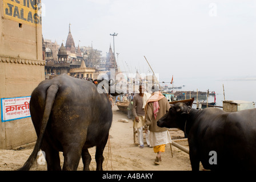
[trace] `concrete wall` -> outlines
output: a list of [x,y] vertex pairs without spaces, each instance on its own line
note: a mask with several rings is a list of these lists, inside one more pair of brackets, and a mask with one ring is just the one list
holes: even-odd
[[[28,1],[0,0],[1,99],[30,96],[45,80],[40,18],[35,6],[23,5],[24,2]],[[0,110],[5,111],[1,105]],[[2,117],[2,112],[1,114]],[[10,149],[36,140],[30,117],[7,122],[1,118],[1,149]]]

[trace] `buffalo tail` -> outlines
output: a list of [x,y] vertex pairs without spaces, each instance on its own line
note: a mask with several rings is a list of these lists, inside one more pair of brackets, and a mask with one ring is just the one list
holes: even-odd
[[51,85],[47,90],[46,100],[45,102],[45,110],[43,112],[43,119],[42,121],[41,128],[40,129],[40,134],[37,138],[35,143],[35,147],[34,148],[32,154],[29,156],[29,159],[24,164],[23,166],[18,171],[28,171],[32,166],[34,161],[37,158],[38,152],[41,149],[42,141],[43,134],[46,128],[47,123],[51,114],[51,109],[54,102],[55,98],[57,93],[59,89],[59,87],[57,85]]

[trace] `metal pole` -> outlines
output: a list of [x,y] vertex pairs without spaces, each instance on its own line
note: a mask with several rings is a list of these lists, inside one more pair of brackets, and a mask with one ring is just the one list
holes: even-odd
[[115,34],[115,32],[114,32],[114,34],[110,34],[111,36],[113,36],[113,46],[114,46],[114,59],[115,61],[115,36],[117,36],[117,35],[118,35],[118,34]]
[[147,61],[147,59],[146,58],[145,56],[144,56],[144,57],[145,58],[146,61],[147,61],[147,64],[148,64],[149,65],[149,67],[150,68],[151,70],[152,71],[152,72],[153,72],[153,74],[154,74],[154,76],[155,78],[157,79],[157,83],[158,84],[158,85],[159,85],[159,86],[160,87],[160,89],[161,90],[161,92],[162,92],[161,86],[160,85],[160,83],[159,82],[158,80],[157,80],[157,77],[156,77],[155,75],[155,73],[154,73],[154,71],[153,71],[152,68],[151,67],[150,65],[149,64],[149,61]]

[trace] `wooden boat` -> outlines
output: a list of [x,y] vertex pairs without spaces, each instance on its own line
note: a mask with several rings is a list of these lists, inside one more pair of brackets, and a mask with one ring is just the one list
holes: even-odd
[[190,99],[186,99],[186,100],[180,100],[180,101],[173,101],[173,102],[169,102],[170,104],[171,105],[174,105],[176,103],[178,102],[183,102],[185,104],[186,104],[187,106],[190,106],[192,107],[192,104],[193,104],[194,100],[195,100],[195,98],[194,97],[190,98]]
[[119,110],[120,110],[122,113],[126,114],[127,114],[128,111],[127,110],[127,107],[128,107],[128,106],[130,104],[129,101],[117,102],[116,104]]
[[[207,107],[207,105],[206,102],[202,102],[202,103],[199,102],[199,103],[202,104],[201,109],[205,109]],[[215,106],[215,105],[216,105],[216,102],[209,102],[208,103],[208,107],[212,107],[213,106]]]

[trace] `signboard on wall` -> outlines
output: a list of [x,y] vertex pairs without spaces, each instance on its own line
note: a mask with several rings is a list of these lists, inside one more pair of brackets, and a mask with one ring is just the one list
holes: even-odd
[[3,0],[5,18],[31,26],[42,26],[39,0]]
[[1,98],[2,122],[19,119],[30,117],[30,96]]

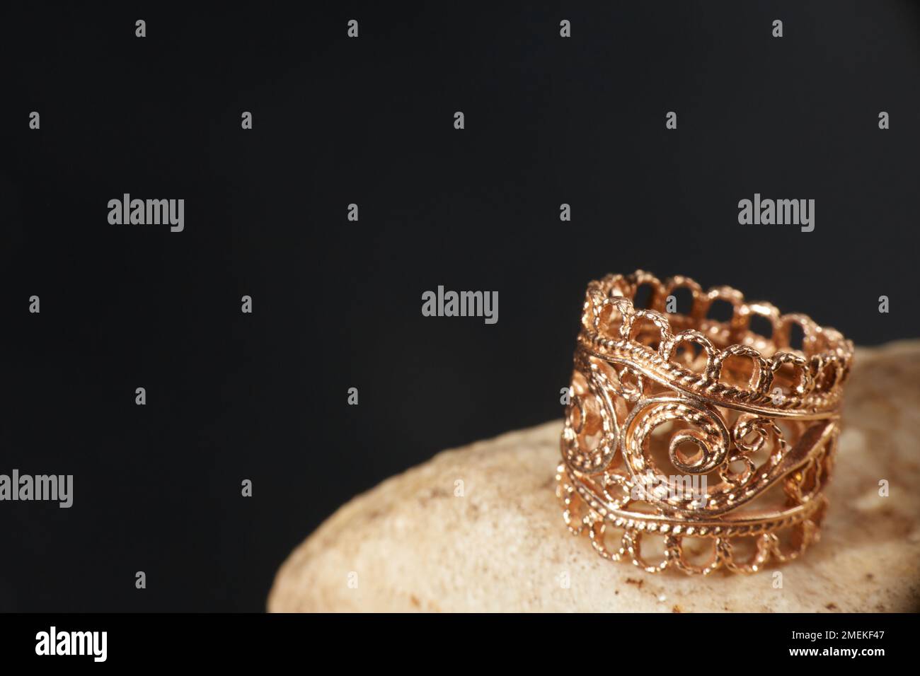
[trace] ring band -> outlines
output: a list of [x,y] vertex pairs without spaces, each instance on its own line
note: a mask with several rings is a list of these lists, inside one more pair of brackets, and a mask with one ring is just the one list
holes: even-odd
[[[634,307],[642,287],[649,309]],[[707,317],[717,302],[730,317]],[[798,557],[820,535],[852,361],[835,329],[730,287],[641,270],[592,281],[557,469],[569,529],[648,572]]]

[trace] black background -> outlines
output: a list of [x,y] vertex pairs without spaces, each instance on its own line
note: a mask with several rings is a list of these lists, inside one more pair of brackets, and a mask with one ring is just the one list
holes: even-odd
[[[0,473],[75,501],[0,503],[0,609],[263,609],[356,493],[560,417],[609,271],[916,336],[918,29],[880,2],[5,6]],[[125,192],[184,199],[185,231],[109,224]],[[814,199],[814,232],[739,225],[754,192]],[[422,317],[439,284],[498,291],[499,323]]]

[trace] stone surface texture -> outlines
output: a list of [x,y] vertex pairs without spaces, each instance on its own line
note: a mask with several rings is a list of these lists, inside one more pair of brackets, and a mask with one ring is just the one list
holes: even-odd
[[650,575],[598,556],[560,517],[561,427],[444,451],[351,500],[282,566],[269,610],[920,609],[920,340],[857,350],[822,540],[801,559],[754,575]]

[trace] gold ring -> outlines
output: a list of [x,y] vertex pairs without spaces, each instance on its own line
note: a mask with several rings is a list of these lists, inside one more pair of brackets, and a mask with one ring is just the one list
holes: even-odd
++++++
TASK BRIEF:
Count the lines in the items above that contain the string "trace", treating uppercase and lowercase as different. Reply with the number only.

OUTPUT FOR THIS EXERCISE:
9